*PROBLEM DETAILS*:
Render the lines of the entries as a Markdown table with the columns Row and Line, numbering each line and leaving out blank lines. Begin at the line that contains "In the above screenshot, locate the pedestrian" and stop after the line that contains "[[152, 216, 257, 277]]".

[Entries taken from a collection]
***

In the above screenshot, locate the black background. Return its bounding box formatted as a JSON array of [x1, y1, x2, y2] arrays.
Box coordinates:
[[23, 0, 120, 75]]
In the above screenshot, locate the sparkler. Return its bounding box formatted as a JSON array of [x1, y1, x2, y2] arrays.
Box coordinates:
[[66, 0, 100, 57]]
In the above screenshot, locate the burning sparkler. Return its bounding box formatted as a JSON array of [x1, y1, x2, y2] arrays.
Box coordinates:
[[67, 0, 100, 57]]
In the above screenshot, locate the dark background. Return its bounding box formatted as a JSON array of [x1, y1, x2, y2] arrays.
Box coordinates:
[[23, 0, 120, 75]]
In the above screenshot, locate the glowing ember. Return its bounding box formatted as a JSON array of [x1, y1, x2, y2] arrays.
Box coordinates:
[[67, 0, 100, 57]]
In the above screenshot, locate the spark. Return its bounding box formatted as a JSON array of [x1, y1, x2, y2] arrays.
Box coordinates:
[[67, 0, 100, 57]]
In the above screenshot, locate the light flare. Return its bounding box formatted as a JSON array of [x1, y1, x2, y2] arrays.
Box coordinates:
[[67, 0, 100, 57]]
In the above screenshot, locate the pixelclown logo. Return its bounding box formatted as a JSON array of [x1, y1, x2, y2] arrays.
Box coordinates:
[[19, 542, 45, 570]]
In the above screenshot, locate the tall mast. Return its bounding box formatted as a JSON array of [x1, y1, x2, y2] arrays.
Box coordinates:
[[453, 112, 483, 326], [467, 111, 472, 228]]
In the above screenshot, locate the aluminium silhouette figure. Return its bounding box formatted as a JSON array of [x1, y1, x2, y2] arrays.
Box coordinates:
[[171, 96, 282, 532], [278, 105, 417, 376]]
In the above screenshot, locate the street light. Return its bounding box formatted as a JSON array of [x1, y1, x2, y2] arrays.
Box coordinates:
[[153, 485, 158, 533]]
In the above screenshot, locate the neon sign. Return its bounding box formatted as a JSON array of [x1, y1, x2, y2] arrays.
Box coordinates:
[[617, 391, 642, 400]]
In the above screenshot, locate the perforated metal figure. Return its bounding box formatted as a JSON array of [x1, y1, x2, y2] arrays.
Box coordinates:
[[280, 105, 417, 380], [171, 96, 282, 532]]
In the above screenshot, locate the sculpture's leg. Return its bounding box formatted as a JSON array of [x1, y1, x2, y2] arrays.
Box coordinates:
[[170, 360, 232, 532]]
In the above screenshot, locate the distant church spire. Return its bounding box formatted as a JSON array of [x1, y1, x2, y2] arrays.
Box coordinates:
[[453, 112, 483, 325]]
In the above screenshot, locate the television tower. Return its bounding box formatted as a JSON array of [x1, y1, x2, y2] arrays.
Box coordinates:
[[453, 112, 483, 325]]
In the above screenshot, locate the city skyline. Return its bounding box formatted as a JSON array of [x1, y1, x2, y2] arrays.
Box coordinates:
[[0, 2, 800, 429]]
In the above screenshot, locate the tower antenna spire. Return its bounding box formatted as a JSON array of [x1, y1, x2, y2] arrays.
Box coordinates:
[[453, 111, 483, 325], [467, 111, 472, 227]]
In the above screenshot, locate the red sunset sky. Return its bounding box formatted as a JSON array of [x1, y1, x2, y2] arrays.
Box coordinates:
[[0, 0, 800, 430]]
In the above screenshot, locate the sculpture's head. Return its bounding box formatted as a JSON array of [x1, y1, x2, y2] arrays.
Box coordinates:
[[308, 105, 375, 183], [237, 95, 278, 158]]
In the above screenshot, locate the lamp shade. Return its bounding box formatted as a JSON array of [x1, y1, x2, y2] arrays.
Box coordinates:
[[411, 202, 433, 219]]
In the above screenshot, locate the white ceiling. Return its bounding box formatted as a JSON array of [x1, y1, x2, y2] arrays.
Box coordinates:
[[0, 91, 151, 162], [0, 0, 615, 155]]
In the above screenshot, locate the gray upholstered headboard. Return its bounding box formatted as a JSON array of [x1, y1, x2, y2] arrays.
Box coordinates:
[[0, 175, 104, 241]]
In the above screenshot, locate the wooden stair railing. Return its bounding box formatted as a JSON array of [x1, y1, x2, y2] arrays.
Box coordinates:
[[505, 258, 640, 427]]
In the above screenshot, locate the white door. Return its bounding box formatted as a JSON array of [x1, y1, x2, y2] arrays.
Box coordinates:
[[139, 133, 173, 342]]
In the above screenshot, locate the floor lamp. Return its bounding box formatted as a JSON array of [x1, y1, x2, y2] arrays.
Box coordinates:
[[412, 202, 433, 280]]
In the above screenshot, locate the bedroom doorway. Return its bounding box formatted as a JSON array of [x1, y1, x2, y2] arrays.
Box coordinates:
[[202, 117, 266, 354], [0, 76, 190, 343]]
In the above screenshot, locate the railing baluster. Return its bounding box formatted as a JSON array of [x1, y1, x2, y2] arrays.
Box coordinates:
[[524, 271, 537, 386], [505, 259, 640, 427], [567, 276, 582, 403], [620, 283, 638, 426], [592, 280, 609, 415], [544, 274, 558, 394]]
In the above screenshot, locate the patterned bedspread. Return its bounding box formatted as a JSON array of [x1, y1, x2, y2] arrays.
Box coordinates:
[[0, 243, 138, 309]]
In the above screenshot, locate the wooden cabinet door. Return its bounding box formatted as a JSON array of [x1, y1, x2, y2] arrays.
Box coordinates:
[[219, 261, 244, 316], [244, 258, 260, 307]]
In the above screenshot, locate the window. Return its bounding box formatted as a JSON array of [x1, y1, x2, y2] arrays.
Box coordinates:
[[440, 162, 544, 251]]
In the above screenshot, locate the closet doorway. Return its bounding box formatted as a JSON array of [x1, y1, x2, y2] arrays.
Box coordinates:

***

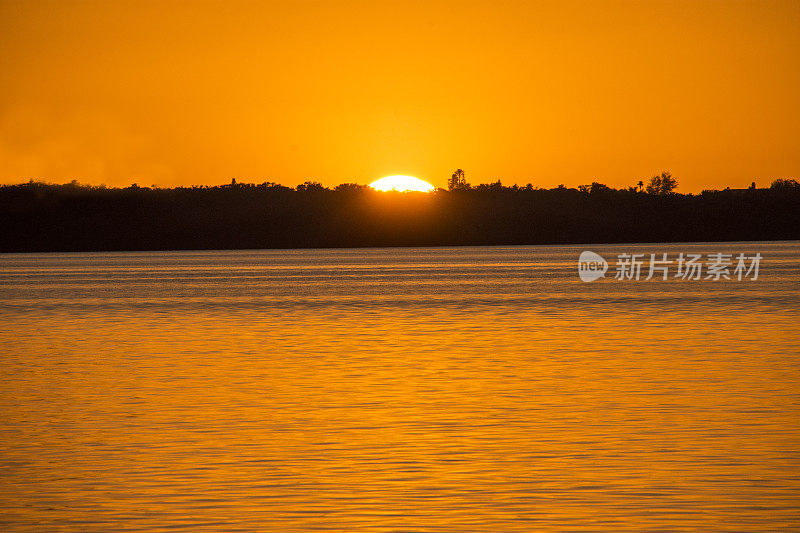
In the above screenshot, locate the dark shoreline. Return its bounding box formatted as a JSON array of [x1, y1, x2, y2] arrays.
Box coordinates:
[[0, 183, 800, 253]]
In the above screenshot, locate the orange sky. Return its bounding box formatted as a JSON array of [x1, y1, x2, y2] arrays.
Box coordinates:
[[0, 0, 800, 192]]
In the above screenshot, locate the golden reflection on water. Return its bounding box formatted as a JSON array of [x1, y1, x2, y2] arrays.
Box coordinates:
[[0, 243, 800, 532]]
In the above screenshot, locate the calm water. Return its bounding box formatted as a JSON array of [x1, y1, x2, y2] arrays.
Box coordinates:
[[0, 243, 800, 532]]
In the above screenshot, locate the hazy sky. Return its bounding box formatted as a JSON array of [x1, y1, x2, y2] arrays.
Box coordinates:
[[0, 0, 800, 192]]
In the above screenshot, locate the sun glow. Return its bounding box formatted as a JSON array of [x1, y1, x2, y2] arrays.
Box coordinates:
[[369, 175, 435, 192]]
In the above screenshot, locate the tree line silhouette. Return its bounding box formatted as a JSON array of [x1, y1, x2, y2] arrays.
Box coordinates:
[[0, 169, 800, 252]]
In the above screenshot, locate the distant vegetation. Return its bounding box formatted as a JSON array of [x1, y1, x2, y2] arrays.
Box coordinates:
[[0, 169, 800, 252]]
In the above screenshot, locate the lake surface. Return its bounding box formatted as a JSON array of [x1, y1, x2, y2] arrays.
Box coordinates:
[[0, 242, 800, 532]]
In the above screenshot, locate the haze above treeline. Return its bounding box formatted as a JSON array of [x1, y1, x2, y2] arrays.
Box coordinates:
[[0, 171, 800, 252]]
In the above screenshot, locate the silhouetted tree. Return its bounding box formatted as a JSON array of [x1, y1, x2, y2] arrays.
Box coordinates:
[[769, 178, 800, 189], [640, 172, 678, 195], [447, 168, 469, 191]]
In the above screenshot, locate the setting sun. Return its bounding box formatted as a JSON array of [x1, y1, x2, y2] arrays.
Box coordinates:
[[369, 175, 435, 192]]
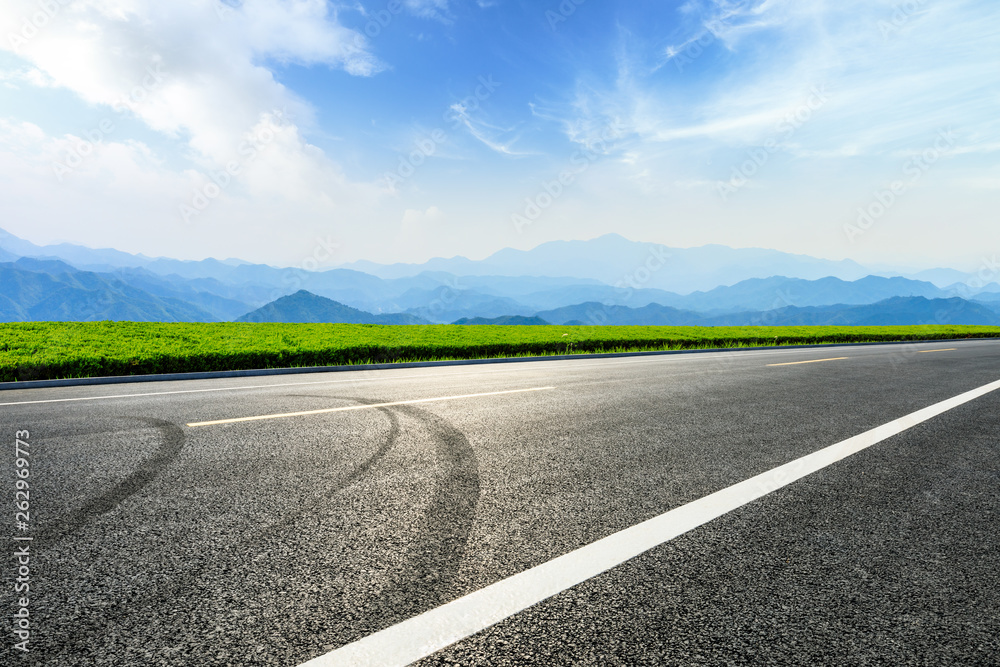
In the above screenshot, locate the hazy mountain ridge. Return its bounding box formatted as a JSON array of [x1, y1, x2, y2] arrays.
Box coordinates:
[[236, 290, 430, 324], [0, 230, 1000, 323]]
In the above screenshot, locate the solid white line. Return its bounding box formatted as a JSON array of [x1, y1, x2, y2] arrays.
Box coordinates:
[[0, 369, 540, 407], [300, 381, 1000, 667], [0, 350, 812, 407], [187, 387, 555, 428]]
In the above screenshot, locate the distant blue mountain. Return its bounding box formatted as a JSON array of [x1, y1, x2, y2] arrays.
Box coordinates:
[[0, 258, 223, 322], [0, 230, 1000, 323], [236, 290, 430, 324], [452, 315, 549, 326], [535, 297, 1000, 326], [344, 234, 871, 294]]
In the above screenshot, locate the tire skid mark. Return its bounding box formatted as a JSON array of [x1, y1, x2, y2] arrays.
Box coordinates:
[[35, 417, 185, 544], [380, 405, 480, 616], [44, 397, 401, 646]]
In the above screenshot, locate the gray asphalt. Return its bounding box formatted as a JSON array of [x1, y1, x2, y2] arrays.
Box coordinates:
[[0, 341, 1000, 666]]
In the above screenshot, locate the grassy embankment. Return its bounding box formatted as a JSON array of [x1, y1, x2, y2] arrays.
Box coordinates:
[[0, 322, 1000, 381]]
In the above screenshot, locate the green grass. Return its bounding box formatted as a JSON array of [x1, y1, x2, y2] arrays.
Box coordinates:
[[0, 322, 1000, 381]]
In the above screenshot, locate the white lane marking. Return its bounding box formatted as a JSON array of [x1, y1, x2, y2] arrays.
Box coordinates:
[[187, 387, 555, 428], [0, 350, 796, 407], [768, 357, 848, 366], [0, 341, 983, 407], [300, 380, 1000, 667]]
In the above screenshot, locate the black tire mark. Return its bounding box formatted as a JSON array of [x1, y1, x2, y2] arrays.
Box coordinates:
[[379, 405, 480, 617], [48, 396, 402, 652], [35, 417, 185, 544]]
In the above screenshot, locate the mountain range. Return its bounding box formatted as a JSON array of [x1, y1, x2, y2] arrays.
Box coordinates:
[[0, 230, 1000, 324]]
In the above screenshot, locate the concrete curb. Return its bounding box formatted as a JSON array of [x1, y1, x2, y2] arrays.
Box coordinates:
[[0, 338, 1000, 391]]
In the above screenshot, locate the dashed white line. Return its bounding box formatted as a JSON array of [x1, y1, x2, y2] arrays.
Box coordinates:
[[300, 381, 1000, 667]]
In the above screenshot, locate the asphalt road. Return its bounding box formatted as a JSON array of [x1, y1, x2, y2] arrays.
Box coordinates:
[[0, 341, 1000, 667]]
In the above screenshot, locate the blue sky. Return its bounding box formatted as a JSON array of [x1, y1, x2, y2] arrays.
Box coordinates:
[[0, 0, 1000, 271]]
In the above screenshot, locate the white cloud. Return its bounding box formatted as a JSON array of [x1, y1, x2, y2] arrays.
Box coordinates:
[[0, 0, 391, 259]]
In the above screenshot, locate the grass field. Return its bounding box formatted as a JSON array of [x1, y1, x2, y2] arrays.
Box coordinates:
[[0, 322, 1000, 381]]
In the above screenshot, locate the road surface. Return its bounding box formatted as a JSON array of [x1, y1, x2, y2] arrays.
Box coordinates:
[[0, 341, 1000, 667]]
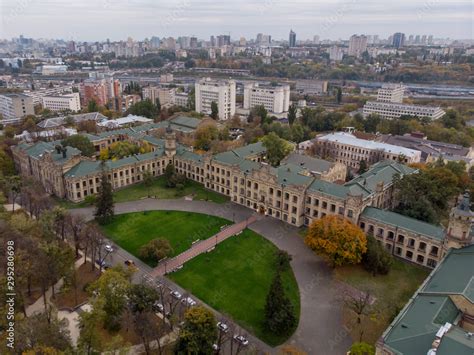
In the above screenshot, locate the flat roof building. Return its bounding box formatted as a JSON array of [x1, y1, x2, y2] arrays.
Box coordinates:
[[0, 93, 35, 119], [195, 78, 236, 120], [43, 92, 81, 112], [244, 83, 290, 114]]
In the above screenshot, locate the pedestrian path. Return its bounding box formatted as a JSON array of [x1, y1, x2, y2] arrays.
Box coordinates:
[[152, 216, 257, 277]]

***

*THE SOLUTION*:
| Row | Line |
|---|---|
| 1 | In the above screenshot, locate the pedestrian path. Return its bounding box formatted as a JSON array of [x1, y1, x2, y2] arrays. |
| 2 | Box coordinates: |
| 3 | [[152, 216, 257, 277]] |